- [SELECTED PASSAGE]:
- Opening Delimiter -

Hairless deer are appearing across the state, especially in Tuolumne County, and they aren’t making a fashion statement.
They have lice, and it may be threatening their lives.
State officials began noticing the hair-deprived deer in 2009. They found 240 balding deer outside Yosemite National Park in a five-month period, and started a research project that is ongoing. Hair-challenged deer have been found in 15 counties, as far south as San Diego County. Deer in other Western states have reportedly been similarly afflicted.
Researchers have taken hair and blood samples from 600 deer and elk to date and attached tracking devices to them. A commenter on the California Department of Fish and Wildlife’s (CDFW) Facebook page, Molly Beth Jacobsen, said that in Humboldt County where she and her husband live and are avid hunters more deer than not are showing hair loss. She said it seems to have “greatly impacted” the deer population there.

- Closing Delimiter -

- [SOURCE DATA]:
- Opening Delimiter -

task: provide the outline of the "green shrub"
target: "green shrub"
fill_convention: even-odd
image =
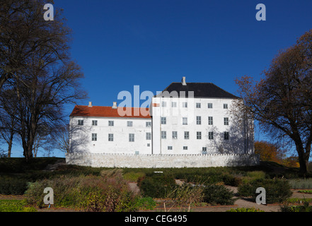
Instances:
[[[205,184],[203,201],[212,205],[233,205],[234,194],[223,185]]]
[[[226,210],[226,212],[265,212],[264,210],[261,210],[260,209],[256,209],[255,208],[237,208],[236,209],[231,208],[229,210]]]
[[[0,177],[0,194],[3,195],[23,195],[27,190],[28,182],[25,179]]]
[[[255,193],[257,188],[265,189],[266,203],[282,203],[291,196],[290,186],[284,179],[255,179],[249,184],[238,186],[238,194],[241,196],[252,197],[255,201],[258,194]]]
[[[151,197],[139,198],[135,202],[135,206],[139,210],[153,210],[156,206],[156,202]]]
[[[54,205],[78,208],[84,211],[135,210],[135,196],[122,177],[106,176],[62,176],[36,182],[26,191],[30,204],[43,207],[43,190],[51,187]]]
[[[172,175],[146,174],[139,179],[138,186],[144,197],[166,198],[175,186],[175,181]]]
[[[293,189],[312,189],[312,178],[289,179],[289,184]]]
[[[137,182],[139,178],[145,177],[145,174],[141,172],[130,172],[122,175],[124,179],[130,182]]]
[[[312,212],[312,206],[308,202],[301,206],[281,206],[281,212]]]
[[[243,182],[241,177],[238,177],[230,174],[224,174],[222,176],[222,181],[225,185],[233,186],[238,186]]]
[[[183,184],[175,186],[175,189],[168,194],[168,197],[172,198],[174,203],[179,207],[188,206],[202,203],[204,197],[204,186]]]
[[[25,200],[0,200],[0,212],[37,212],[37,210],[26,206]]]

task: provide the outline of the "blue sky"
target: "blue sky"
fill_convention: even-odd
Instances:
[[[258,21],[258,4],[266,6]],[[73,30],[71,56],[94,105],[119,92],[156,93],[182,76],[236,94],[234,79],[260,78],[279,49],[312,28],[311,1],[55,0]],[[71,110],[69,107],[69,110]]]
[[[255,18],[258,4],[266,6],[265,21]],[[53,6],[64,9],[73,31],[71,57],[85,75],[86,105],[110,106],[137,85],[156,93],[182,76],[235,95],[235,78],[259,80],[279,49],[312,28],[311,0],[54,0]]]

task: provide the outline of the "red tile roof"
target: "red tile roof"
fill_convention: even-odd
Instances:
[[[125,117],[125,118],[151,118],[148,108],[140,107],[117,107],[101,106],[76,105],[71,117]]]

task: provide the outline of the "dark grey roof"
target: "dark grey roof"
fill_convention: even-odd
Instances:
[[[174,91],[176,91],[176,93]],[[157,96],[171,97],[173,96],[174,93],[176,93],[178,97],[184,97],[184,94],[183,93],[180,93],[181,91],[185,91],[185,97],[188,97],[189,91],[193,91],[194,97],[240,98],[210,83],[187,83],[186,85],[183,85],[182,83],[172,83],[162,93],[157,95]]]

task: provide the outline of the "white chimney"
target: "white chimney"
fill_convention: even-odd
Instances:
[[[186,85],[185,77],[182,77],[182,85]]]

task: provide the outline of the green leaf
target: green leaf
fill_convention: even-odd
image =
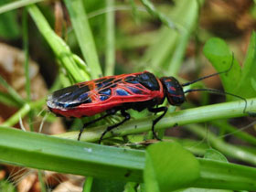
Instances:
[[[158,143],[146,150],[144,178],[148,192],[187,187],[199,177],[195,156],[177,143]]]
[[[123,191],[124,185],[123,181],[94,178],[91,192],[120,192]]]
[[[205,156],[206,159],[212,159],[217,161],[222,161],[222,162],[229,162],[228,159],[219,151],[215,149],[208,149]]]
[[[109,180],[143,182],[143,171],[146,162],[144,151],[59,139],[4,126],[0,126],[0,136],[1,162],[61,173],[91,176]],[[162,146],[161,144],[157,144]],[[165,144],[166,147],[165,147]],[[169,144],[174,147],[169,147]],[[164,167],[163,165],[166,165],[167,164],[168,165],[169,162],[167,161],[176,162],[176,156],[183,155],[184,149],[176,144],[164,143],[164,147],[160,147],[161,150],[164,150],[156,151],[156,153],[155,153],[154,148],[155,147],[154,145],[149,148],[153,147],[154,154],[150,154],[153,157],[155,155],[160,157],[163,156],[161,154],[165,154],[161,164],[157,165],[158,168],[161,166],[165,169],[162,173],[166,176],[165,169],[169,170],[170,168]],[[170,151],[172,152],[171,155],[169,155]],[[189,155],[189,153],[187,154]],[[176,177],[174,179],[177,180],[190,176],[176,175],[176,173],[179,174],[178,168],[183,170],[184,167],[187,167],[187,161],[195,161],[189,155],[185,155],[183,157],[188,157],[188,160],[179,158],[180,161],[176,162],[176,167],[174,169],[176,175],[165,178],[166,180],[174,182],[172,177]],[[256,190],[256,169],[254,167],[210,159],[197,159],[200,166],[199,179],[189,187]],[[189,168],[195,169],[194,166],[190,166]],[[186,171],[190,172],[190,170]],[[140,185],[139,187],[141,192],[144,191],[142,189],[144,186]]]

- Closing Delimiter -

- [PROBLEM DETAILS]:
Answer from the deer article:
(a) In what year did state officials begin noticing the hairless deer?
(b) In how many counties have deer with hair loss been found?
(c) From how many deer and elk have researchers taken hair and blood samples?

- [RESPONSE BOX]:
(a) 2009
(b) 15
(c) 600